### ИСХОДНЫЙ ТЕКСТ
+---+

Многое изменилось в 1980−90-х годах. Тогда в духовные школы пошли люди, которые до этого годами не могли в них попасть из-за непреодолимых преград, выстраиваемых государством. С одной стороны, то поколение семинаристов дало нам ярких священнослужителей и богословов, а с другой — и людей, внесших в церковную ограду политические, общественные, культурные установки советской эпохи, которые отражались в их церковной деятельности. И не только положительно.

Сегодня мы находимся в другой ситуации: у нас много духовных школ и светских вузов. Но конкурс и туда, и сюда явно невелик. Надо прямо сказать, что часто в семинарию поступают не самые образованные, не самые талантливые и не самые способные молодые люди. А перед пастырем сегодня стоит очевидная задача — быть лидером. Быть лидером не в светском смысле, быть лидером — это значит идти впереди паствы. Сегодня священник не имеет права быть менее образованным, менее компетентным, менее знающим церковную традицию, менее ответственным за жизнь храма и за жизнь Церкви, чем его прихожане. И воспитать тех, кто может повести за собой, есть одна из важнейших и труднейших задач современной духовной школы.

Что касается верующих студентов, учащихся в светских вузах, то главная задача, которая стоит перед ними, — это поиск ответа на вопрос о том, как правильно выразить свой взгляд на мир, как разговаривать с нецерковными сверстниками, где проходит грань между активной позицией и навязыванием своего мнения.

+---+

### ЗАДАНИЯ
a) Ответьте на вопросы по тексту о духовных школах:
(i) В какие годы в духовные школы пошли люди, которые до этого годами не могли туда попасть?
(ii) Какая очевидная задача стоит сегодня перед пастырем?
(iii) Что названо главной задачей верующих студентов светских вузов?
b) Продолжите текст о духовных школах, начав сразу после его последнего предложения.
Записи для этой работы не нужны.

### ПЕРЕЧЕНЬ ЗАПИСЕЙ
+---+

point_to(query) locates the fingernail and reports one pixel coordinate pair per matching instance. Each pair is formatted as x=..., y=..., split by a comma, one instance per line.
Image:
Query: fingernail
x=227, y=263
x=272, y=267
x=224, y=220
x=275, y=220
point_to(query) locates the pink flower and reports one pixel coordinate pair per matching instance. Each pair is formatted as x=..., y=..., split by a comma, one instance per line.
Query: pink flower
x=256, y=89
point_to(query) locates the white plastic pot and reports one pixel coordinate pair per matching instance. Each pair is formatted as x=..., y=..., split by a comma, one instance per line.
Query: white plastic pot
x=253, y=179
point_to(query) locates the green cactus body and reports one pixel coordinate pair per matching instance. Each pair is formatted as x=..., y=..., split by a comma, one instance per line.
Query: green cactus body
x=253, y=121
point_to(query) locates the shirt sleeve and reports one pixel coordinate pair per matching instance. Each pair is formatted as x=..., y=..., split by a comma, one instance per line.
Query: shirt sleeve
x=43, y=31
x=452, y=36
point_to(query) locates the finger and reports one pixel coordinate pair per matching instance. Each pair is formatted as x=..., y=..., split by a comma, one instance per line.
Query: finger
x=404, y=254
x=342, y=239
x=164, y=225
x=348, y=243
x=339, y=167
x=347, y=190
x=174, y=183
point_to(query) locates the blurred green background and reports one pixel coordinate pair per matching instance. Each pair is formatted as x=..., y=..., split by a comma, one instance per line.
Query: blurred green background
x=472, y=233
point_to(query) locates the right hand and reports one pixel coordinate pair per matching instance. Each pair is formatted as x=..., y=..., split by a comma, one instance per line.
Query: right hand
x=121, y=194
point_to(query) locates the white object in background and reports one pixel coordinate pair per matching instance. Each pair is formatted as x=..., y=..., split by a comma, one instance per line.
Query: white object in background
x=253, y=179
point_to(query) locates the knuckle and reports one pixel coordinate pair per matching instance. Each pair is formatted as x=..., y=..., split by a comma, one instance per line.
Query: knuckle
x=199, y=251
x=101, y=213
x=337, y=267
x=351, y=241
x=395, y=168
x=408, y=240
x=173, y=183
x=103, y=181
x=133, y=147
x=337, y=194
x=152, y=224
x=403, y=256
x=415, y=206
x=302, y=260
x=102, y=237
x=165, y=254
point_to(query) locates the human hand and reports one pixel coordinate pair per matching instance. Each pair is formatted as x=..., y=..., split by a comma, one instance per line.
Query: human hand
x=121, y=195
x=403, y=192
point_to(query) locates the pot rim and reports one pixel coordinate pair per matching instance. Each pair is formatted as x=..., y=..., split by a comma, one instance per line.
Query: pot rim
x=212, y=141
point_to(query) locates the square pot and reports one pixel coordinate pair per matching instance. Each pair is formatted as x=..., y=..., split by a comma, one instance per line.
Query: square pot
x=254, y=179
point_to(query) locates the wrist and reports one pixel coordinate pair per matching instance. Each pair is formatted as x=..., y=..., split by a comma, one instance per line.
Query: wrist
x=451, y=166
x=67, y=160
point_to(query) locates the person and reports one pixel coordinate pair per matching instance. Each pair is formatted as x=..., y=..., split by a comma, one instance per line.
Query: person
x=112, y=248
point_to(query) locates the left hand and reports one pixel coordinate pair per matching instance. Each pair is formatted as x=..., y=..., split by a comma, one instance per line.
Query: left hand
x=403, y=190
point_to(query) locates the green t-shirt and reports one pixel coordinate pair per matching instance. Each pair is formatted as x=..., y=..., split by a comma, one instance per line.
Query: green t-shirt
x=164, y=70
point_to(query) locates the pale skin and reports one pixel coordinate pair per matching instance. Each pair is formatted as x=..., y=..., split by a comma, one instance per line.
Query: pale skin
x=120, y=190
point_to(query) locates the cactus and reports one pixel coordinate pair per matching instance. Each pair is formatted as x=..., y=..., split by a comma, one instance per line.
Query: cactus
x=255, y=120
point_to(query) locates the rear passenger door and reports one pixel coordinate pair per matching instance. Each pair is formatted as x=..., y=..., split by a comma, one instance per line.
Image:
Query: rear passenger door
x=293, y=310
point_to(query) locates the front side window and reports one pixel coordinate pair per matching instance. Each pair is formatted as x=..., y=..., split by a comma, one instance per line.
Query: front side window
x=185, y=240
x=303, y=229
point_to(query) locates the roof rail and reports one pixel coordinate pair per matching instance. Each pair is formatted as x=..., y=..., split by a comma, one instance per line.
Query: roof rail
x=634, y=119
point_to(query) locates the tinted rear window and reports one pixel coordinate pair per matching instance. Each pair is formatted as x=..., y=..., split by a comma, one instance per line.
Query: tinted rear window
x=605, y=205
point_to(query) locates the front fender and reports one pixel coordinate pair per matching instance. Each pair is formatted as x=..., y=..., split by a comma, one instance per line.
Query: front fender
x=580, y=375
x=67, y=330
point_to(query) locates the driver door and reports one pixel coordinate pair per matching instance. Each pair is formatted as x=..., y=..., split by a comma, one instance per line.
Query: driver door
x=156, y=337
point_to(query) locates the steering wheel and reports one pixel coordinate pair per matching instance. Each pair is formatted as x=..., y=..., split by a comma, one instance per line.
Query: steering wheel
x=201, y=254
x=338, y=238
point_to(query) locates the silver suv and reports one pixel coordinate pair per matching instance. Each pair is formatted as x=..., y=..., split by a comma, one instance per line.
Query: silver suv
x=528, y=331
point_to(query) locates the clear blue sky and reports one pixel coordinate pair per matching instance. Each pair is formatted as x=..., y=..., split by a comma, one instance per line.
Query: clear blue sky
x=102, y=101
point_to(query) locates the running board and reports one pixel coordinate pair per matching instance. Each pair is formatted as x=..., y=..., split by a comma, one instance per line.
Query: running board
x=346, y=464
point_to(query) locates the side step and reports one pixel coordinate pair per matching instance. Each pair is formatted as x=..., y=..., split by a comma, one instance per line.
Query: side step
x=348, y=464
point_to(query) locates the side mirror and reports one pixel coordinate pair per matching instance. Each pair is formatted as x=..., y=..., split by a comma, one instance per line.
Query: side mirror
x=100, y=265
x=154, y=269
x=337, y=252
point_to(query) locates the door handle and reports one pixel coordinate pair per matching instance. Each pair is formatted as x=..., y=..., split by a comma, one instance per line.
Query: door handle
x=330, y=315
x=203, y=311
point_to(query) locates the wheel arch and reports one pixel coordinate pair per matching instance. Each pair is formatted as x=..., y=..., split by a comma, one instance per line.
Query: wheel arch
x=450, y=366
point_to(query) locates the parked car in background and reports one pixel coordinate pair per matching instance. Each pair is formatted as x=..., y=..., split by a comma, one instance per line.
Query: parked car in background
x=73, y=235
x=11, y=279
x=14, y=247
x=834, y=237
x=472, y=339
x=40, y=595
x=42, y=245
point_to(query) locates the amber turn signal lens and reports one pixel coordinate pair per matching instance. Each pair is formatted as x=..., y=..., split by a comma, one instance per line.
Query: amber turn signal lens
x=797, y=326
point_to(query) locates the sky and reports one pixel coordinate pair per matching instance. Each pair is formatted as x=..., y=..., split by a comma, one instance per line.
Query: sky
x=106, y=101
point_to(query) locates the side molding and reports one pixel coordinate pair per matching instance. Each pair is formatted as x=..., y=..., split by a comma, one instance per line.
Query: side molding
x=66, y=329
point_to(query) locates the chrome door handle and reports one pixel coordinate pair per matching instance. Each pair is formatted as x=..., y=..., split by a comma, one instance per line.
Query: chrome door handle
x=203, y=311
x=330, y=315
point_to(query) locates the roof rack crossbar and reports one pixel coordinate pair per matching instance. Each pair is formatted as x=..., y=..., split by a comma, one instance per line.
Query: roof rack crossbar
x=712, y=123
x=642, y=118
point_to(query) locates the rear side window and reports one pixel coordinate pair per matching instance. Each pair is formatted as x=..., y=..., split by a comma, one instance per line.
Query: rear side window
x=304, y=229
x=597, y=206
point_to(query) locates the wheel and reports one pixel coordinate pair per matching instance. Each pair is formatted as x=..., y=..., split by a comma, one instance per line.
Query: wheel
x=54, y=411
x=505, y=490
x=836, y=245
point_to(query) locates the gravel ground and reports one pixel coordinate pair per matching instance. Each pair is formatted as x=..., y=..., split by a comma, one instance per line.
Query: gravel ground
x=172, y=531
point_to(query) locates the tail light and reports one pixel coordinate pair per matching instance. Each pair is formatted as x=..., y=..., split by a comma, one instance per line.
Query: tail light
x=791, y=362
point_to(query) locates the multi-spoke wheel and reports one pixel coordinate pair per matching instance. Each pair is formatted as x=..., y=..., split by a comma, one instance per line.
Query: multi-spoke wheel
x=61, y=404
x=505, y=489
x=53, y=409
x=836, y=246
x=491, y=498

+---+

### ОТВЕТЫ
a)
(i) В 1980−90-х годах.
(ii) Быть лидером, то есть идти впереди паствы.
(iii) Поиск ответа на вопрос о том, как правильно выразить свой взгляд на мир, как разговаривать с нецерковными сверстниками и где проходит грань между активной позицией и навязыванием своего мнения.

b)
Современному православному студенчеству мы можем предложить несколько уровней свидетельства о своей вере. Первое, что нужно понять каждому молодому современному православному христианину: нет и не может быть у него права жить так, чтобы нельзя было заметить, что он — христианин. Если бы вы были от мира, то мир любил бы свое; а как вы не от мира, но Я избрал вас от мира, потому ненавидит вас мир (Ин. 15, 19); В мире будете иметь скорбь, но мужайтесь: Я победил мир (Ин. 16, 33) — это слова Господа и Спасителя нашего. Главное свидетельство жизни каждого христианина и каждого православного молодого человека — это осознанное внутреннее стремление жить не по правилам века сего, а по Евангелию, по тому духовному закону, который для одних — соблазн, для других — безумие, а для христиан — правда жизни (см.: 1 Кор. 1, 23). И если ты христианин, а христианской жизни твоей не видно, если ты неотделим от мира, то грош цена твоему христианству.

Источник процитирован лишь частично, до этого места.